• _ACTIVITY LIST_:
1 – In the article on the Bootle tower block care scheme below, reproduce the stretch from "VVHC has submitted" through "a community hub." word for word.
2 – Resume the article on the Bootle tower block care scheme, picking up right after its final sentence.

• _GIVEN PASSAGE_:
Liverpool-based healthcare developer VVHC is partnering with registered housing provider One Vision Housing, part of the Sovini Group, and contractor Carroll Build on the scheme. Tony McDonough reports
An empty tower block in Bootle is to be transformed into new hub for the care of local elderly people in a £15m project.
Liverpool-based healthcare developer VVHC is partnering with registered housing provider One Vision Housing, part of the Sovini Group, and contractor Carroll Build to bring forward the scheme in Church Walk.
VVHC has submitted a planning application to Sefton Council to re-clad the building and fit it out with new community facilities on two additional penthouse floors, including a communal lounge and top floor restaurant.
Residents will also benefit from viewing decks, a gym and yoga room, cinema roof, craft rooms and beauty therapy rooms – with neighbouring residents encouraged to use the facilities, which the developer says he hopes will become a community hub.
The aim, says VVHC chief executive Roy Kenny, is to “raise the bar” in terms of care standards and performance. He said: “Local people deserve the very best and that’s what they’ll get.
“Much of Sefton’s extra-care support is delivered in Southport, 16 miles up the coast, and that means local residents have to move away from their families and support networks. By developing this scheme residents can stay in their own community, which evidence tells us delivers much better care outcomes.”

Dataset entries

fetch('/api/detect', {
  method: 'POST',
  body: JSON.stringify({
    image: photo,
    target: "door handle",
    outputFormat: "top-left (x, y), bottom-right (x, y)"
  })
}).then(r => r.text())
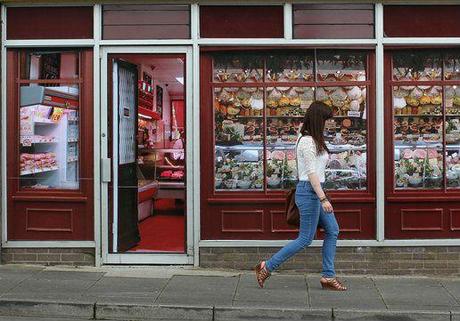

• _RESULTS_:
1 –
VVHC has submitted a planning application to Sefton Council to re-clad the building and fit it out with new community facilities on two additional penthouse floors, including a communal lounge and top floor restaurant.
Residents will also benefit from viewing decks, a gym and yoga room, cinema roof, craft rooms and beauty therapy rooms – with neighbouring residents encouraged to use the facilities, which the developer says he hopes will become a community hub.

2 –
All local qualifying residents, irrespective of their landlord, will be offered the option to be transferred to the 90 purpose-designed apartments, with specialised care infrastructure and staff provided by One Vision Housing alongside its nominated care provider.
Roy Williams, chief executive of The Sovini Group, added: “Subject to agreement with the local authority, this redevelopment will secure substantial investment in the area and help meet the demand for extra care housing provision in South Sefton.”
The property, built by George Wimpey in 1964 to a design by borough architect T Finlay, had originally been ear-marked for demolition. VVHC identified with its partners that it remained structurally sound and developed the funding model.